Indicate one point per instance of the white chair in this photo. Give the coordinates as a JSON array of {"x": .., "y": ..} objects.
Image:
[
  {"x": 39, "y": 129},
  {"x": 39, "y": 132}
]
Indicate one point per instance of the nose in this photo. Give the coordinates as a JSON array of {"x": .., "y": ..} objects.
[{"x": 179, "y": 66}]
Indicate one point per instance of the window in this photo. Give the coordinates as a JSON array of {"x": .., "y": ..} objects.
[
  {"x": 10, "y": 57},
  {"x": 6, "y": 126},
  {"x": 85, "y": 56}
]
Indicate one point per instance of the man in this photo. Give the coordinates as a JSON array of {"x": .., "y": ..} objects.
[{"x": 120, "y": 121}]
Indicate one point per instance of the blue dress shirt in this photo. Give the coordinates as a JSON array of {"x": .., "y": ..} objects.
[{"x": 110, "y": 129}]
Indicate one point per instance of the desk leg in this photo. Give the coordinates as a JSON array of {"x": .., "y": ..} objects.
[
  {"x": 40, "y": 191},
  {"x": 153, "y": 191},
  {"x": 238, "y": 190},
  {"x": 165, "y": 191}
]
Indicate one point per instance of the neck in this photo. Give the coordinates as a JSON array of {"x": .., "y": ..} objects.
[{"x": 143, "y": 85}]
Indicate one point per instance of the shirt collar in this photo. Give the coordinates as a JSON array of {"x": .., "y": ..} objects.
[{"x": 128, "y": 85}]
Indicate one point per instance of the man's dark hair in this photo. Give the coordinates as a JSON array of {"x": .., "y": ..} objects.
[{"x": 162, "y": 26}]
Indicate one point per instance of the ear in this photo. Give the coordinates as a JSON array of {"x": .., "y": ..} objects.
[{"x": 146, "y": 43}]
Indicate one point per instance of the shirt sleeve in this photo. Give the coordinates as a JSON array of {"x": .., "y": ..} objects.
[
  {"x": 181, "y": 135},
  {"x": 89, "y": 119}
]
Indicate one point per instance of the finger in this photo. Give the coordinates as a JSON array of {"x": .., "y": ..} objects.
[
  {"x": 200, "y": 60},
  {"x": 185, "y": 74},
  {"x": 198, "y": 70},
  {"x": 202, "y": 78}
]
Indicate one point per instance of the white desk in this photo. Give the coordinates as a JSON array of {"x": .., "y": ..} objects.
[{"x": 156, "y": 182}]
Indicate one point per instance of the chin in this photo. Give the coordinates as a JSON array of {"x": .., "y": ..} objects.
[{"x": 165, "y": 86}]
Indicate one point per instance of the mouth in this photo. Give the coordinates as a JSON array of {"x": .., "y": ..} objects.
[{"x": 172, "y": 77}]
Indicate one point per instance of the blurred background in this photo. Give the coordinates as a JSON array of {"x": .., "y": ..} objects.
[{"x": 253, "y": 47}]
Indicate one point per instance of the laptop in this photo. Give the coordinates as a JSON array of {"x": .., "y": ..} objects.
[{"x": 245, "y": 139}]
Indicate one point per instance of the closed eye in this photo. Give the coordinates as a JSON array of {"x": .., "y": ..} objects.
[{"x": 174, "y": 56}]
━━━━━━━━
§ Task brief:
Arrange all of the lines above as a numbered list, leaving out any blank lines.

§ Response for this exercise:
1. Indicate one point per instance of the white chair in this photo. Give the coordinates as a JSON array of {"x": .., "y": ..} objects.
2. Image:
3. [
4.   {"x": 39, "y": 129},
5.   {"x": 39, "y": 132}
6. ]
7. Indicate one point per instance of the nose in this photo. Give the coordinates as a JSON array of {"x": .., "y": ..} objects.
8. [{"x": 179, "y": 66}]
9. Indicate one point per instance of the window in this photo. Give the coordinates as a JSON array of {"x": .., "y": ..} objects.
10. [
11.   {"x": 10, "y": 57},
12.   {"x": 6, "y": 126},
13.   {"x": 85, "y": 56}
14. ]
15. Indicate one point per instance of the man in this photo. Give the coordinates as a JSON array of {"x": .., "y": ..} objects.
16. [{"x": 120, "y": 121}]
17. Indicate one point per instance of the blue dress shirt in this photo. Give the coordinates as a JSON array of {"x": .., "y": ..} objects.
18. [{"x": 110, "y": 129}]
19. Indicate one point per instance of the desk leg in this photo. Give the coordinates as a JSON array of {"x": .., "y": ..} objects.
20. [
21.   {"x": 40, "y": 191},
22.   {"x": 153, "y": 191},
23.   {"x": 238, "y": 190},
24.   {"x": 165, "y": 191}
25. ]
26. Indicate one point per instance of the neck in this photo. Give the coordinates as a JSON array of {"x": .., "y": ..} objects.
27. [{"x": 143, "y": 85}]
28. Indicate one point per instance of the shirt collar in this photo. Give the coordinates as a JSON array of {"x": .., "y": ..} objects.
29. [{"x": 128, "y": 85}]
30. Indicate one point per instance of the man's dark hair in this photo. Give the coordinates as a JSON array of {"x": .., "y": ..} objects.
31. [{"x": 162, "y": 26}]
32. Indicate one point per instance of the ear in this photo. Give the coordinates as a JSON array of {"x": .., "y": ..} objects.
33. [{"x": 146, "y": 43}]
34. Indicate one point per instance of the shirt sleeve in this photo. Give the coordinates as a JSON array of {"x": .., "y": ..} objects.
35. [
36.   {"x": 181, "y": 135},
37.   {"x": 89, "y": 119}
38. ]
39. Indicate one point per instance of the finger in this photo. Give the coordinates as a JSON array of {"x": .., "y": ..} objects.
40. [
41.   {"x": 200, "y": 60},
42.   {"x": 185, "y": 74},
43.   {"x": 198, "y": 70},
44.   {"x": 202, "y": 78}
45. ]
46. Indicate one point per instance of the white desk in this photo. Give the coordinates as a JSON array of {"x": .., "y": ..} objects.
47. [{"x": 156, "y": 182}]
48. Indicate one point per instance of the chin in this photo. Give the coordinates as a JSON array of {"x": .., "y": ..} objects.
49. [{"x": 165, "y": 86}]
50. Indicate one point per instance of the mouth in this photo. Give the coordinates as a JSON array of {"x": .., "y": ..} objects.
51. [{"x": 172, "y": 77}]
52. Indicate one point per instance of the blurred background in this photo. Give the coordinates as a JSON array of {"x": .., "y": ..} objects.
53. [{"x": 253, "y": 47}]
54. Indicate one point per instance of the laptop in this photo. Give the coordinates as a JSON array of {"x": .., "y": ..} objects.
55. [{"x": 245, "y": 139}]
56. Indicate one point per instance of the closed eye in this photo. Give the coordinates as a JSON array of {"x": .., "y": ..} objects.
57. [{"x": 174, "y": 56}]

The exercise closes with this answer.